[Extracted records]
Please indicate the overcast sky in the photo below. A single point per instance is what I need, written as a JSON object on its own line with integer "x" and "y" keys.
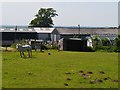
{"x": 70, "y": 13}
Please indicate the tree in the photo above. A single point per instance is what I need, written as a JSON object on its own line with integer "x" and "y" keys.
{"x": 44, "y": 18}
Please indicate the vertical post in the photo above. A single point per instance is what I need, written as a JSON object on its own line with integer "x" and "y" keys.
{"x": 79, "y": 30}
{"x": 15, "y": 33}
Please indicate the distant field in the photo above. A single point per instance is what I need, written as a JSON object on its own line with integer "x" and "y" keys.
{"x": 60, "y": 70}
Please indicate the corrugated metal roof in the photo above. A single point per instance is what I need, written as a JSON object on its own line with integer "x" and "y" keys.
{"x": 34, "y": 30}
{"x": 64, "y": 30}
{"x": 86, "y": 31}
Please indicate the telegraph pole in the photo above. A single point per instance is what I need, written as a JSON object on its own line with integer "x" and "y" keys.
{"x": 15, "y": 33}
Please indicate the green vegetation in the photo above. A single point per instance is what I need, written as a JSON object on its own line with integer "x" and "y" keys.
{"x": 44, "y": 18}
{"x": 105, "y": 44}
{"x": 58, "y": 69}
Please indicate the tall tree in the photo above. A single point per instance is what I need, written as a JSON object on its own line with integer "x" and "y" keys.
{"x": 44, "y": 18}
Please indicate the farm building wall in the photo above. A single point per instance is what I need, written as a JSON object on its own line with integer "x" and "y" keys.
{"x": 74, "y": 45}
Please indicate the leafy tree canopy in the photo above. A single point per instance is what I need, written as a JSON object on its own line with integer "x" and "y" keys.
{"x": 44, "y": 18}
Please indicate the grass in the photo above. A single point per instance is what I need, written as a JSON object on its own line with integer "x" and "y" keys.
{"x": 48, "y": 71}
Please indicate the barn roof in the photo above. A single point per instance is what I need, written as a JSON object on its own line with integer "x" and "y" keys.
{"x": 64, "y": 30}
{"x": 85, "y": 31}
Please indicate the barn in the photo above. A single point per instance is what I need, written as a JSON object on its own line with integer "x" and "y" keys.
{"x": 71, "y": 38}
{"x": 11, "y": 35}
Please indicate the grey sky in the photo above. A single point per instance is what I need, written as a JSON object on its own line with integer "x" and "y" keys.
{"x": 70, "y": 13}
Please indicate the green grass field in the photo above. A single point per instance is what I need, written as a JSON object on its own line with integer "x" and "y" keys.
{"x": 50, "y": 71}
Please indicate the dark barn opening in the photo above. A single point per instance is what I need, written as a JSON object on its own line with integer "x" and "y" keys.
{"x": 74, "y": 45}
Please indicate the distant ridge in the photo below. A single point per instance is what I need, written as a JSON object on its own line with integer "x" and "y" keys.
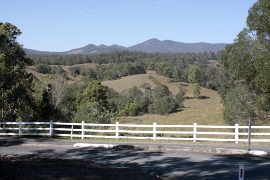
{"x": 149, "y": 46}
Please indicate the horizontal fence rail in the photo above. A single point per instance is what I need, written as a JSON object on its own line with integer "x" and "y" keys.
{"x": 154, "y": 131}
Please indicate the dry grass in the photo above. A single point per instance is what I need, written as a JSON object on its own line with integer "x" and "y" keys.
{"x": 207, "y": 111}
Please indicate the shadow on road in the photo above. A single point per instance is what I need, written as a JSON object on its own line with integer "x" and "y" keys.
{"x": 166, "y": 164}
{"x": 4, "y": 142}
{"x": 172, "y": 165}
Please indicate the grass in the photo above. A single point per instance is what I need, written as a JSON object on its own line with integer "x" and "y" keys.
{"x": 206, "y": 111}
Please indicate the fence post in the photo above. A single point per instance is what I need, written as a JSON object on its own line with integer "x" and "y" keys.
{"x": 82, "y": 129}
{"x": 195, "y": 132}
{"x": 117, "y": 130}
{"x": 51, "y": 128}
{"x": 71, "y": 133}
{"x": 236, "y": 131}
{"x": 154, "y": 130}
{"x": 20, "y": 127}
{"x": 249, "y": 133}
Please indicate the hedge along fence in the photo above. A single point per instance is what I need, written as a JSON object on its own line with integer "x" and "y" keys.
{"x": 154, "y": 131}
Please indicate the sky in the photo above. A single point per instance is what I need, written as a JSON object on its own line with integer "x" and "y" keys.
{"x": 62, "y": 25}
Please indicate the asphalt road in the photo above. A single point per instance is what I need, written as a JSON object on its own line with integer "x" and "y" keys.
{"x": 173, "y": 161}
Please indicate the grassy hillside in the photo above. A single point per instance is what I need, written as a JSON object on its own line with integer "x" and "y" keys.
{"x": 206, "y": 111}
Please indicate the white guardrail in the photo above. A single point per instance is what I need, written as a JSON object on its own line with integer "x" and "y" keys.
{"x": 154, "y": 131}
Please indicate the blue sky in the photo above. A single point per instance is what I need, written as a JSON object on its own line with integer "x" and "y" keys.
{"x": 62, "y": 25}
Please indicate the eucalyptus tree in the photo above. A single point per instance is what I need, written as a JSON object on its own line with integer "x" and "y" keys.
{"x": 247, "y": 61}
{"x": 16, "y": 84}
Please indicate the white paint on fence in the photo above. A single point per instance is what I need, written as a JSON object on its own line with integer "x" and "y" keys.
{"x": 258, "y": 153}
{"x": 241, "y": 173}
{"x": 83, "y": 130}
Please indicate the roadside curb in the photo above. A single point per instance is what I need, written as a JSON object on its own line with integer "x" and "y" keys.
{"x": 161, "y": 148}
{"x": 258, "y": 153}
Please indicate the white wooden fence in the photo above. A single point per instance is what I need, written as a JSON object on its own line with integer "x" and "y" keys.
{"x": 83, "y": 130}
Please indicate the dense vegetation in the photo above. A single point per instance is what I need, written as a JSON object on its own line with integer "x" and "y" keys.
{"x": 240, "y": 74}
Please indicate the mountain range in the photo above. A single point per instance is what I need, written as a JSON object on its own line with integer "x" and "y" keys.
{"x": 149, "y": 46}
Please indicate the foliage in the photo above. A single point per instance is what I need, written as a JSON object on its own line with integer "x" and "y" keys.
{"x": 247, "y": 61}
{"x": 165, "y": 105}
{"x": 196, "y": 89}
{"x": 43, "y": 68}
{"x": 16, "y": 84}
{"x": 95, "y": 92}
{"x": 180, "y": 96}
{"x": 93, "y": 112}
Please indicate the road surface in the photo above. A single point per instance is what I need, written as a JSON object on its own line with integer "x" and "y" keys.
{"x": 177, "y": 164}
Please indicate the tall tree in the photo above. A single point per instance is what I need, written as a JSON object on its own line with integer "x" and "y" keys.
{"x": 15, "y": 84}
{"x": 247, "y": 61}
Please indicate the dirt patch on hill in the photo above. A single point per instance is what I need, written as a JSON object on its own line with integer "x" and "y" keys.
{"x": 33, "y": 167}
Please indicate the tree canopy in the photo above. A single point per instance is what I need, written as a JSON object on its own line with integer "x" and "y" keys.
{"x": 16, "y": 84}
{"x": 247, "y": 61}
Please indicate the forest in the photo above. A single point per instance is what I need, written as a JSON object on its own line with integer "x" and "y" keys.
{"x": 240, "y": 74}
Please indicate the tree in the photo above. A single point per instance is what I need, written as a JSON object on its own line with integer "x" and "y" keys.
{"x": 247, "y": 60}
{"x": 179, "y": 97}
{"x": 58, "y": 89}
{"x": 16, "y": 84}
{"x": 165, "y": 105}
{"x": 95, "y": 92}
{"x": 43, "y": 68}
{"x": 196, "y": 89}
{"x": 194, "y": 75}
{"x": 160, "y": 91}
{"x": 93, "y": 112}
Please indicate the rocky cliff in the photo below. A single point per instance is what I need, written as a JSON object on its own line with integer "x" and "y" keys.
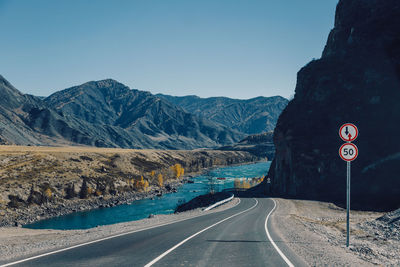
{"x": 356, "y": 80}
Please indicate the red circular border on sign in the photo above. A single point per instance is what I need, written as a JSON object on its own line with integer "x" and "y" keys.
{"x": 353, "y": 137}
{"x": 351, "y": 144}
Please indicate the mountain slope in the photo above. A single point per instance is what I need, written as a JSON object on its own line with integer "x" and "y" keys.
{"x": 105, "y": 114}
{"x": 250, "y": 116}
{"x": 140, "y": 115}
{"x": 356, "y": 80}
{"x": 260, "y": 145}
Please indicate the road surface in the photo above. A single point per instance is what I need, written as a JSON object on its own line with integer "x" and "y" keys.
{"x": 239, "y": 236}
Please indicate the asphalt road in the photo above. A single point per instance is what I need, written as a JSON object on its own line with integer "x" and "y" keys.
{"x": 234, "y": 237}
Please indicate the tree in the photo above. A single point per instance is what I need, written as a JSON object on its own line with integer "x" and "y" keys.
{"x": 160, "y": 180}
{"x": 178, "y": 170}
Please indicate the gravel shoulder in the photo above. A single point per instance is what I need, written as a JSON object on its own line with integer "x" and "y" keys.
{"x": 316, "y": 231}
{"x": 17, "y": 242}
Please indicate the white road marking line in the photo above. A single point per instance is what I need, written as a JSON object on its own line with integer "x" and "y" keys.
{"x": 105, "y": 238}
{"x": 272, "y": 241}
{"x": 190, "y": 237}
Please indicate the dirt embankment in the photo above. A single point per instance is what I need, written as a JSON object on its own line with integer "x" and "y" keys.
{"x": 316, "y": 231}
{"x": 42, "y": 182}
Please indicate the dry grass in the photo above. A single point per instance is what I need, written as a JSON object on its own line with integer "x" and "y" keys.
{"x": 24, "y": 167}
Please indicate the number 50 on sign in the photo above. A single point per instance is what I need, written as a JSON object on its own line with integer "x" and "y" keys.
{"x": 348, "y": 152}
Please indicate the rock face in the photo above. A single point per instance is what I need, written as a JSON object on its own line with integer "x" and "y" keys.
{"x": 104, "y": 114}
{"x": 356, "y": 80}
{"x": 251, "y": 116}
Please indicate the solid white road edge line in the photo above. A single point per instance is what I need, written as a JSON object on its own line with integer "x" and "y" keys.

The task
Reproduce precisely the span of lines that begins at the line containing "Please indicate the dirt embankment" and ends with the last line of the listing.

Exercise solution
Please indicate the dirt embankment in the photo above. A single point per instance is what I need, written as a JSON object on its own line with integer "x" and "y" keys.
{"x": 316, "y": 231}
{"x": 42, "y": 182}
Please indicate the dry grass in the photo above. A single point per instance is what I need, written as a JSON object on its own line with integer "x" and "y" keys.
{"x": 24, "y": 167}
Please indicate the number 50 on sign in the photo above. A single point per instance is what I need, written as a JSON object on its own line with integer "x" and "y" keys.
{"x": 348, "y": 152}
Please indicate the rock face in the photo above. A single point per instance is what I need, written as a JSON object on its own line with integer "x" and "y" keys.
{"x": 104, "y": 114}
{"x": 356, "y": 80}
{"x": 251, "y": 116}
Please indicate the solid white road edge line in the photo above. A single point per instance is what I need, written as a JSON object on its own line with integer "x" and "y" keys.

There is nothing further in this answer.